THE REQUEST: Please retype, word for word, the part of the forum thread on subwoofer size that opens with the words containing "## recruit (May" and closes with "(Mar 4, 2009)".

# What size sub would work best in a 10'X10' square room?



## rentonhighlands (Mar 24, 2010)

I want to add a powered sub to my system. I have a small room where it will be it is only 10'X10'. 
Would a 12 be to big? 
Would I get better sound out of a smaller sub?

I am thinking of purchasing the Dayton 12" from parts express 
http://www.parts-express.com/pe/showdetl.cfm?Partnumber=300-635
or the 10" from parts express
http://www.parts-express.com/pe/showdetl.cfm?Partnumber=300-633


----------



## taoggniklat (Mar 30, 2010)

Personally I find it better to dial back a bigger more power sub then to push a smaller sub to its limits.

A 12" is certainly not too big.


----------



## GranteedEV (Aug 8, 2010)

taoggniklat said:


> Personally I find it better to dial back a bigger more power sub then to push a smaller sub to its limits.
> 
> A 12" is certainly not too big.


I agree with this for the most part.

On that note though, a quality 10" sub could sound better than a lower quality 12" sub

i wouldn't even bother with an 8" sub


----------



## rentonhighlands (Mar 24, 2010)

Out of a 1-10 what would you rate the subs I have picked out in this post? 
What makes a quality sub? (I know part of it is what sounds good to the person)

Like for example could I take the dayton and replace the speaker with a better quality speaker and this would make a better sub?


----------



## jackfish (Dec 27, 2006)

What are you using it for: Home theater or music? The Dayton SUB-120 HT is what I'd get and they are on sale right now for $139.


----------



## rentonhighlands (Mar 24, 2010)

I will be using it for music.


----------



## bambino (Feb 21, 2010)

A 12" would be a good choice, you can always dial it back if it's too overbearing.:T


----------



## recruit (May 9, 2009)

It is always better to have a more powerful sub as it can be pushed harder if required and it will have more headroom over a lesser sub, you can always dial back the power but knowing you have it if needed :T


----------



## ironglen (Mar 4, 2009)

Good advice given. A good sub will cover down to 20hz, or very close to it with a near flat response, in-room. Typically that means that it will either be a larger volume ported sub, eg svs or hsu size, or a powerful, eq'd sealed design. That said, a quality 10" with a larger cabinet may do better at covering that range than a 12" in an equally sized cabinet, so that it something to consider since it is, after all only a 10x10 room. I put a nice 10" driver in a fairly large sonotube and it digs pretty deep, with good authority in a 12x16xvaulted ceiling room, even with double carpet(project/office room) and other stuff absorbing sound.


----------



## counsil (Mar 1, 2009)

What's your budget? If < $300, I just auditioned a new sub on the block... the Lava LSP12 (www.lavasubs.com). You can get 15% by calling them.

If you can swing it, I personally like the SVS PB12-NSD, although I have not had the pleasure of auditioning them side-by-side.

doug.


----------



## rentonhighlands (Mar 24, 2010)

thanks for the advise now to look at the budget and pick


----------



## spencerearl1996 (Nov 15, 2010)

SUPPLIED DATA:
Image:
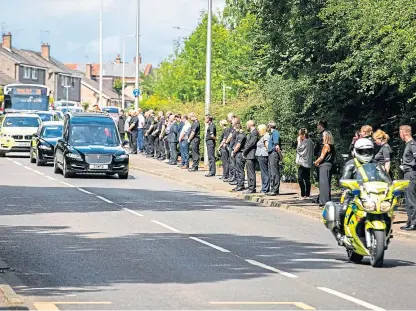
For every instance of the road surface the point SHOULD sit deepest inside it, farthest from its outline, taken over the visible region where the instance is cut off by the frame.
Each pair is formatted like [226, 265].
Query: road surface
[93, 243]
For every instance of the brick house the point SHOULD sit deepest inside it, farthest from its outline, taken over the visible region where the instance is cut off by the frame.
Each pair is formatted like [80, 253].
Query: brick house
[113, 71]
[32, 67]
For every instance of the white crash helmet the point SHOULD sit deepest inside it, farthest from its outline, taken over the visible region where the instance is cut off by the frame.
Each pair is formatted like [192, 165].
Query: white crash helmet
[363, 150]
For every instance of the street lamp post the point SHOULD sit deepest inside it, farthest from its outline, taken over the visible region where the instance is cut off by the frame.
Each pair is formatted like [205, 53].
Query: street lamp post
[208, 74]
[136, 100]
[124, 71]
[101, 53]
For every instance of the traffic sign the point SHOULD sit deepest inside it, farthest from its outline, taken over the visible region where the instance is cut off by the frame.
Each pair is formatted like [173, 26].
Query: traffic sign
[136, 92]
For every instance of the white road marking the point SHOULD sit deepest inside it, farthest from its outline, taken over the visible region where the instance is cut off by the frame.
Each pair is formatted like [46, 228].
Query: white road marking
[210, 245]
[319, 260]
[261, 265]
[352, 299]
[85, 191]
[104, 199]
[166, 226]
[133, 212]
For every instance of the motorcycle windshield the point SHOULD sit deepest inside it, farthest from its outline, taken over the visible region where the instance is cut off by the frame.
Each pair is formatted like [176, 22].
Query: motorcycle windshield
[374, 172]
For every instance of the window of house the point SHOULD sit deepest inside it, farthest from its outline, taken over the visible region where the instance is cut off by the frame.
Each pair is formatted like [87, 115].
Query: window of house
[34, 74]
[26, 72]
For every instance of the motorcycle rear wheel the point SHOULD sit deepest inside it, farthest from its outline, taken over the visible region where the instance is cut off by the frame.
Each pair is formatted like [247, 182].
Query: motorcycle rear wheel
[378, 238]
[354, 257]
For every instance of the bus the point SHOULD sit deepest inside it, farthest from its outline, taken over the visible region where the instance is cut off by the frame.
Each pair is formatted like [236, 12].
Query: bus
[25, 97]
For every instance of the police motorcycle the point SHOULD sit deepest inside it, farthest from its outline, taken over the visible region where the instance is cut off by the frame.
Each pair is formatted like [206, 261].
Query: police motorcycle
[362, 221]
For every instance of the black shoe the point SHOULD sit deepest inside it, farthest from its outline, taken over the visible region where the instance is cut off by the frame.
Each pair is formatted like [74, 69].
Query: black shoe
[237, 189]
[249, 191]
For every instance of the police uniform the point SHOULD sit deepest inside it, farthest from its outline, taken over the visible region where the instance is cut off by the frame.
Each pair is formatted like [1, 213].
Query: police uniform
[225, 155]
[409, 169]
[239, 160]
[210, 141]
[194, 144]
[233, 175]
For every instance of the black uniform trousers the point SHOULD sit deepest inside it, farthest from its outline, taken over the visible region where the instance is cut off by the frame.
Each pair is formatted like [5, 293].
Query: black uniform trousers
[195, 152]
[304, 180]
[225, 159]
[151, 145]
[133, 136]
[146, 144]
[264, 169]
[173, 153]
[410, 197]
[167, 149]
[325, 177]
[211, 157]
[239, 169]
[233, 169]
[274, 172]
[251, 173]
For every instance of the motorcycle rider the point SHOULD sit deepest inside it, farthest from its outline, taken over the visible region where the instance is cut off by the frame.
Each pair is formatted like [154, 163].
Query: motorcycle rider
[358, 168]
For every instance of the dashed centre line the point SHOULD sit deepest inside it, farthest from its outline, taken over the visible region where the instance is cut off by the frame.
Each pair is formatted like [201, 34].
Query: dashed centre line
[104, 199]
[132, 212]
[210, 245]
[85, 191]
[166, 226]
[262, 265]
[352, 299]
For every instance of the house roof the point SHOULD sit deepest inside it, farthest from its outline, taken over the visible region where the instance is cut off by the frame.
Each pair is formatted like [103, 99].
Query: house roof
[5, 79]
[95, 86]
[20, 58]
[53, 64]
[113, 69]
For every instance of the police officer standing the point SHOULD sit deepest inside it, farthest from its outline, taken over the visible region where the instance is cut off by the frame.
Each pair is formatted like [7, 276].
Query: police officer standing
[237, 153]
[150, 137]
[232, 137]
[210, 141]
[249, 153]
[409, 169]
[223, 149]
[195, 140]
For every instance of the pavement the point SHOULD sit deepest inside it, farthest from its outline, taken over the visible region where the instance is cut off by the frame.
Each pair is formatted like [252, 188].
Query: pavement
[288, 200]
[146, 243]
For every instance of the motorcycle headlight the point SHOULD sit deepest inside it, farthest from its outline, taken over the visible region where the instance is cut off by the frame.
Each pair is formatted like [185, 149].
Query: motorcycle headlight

EXPECTED ANSWER:
## recruit (May 9, 2009)

It is always better to have a more powerful sub as it can be pushed harder if required and it will have more headroom over a lesser sub, you can always dial back the power but knowing you have it if needed :T


----------



## ironglen (Mar 4, 2009)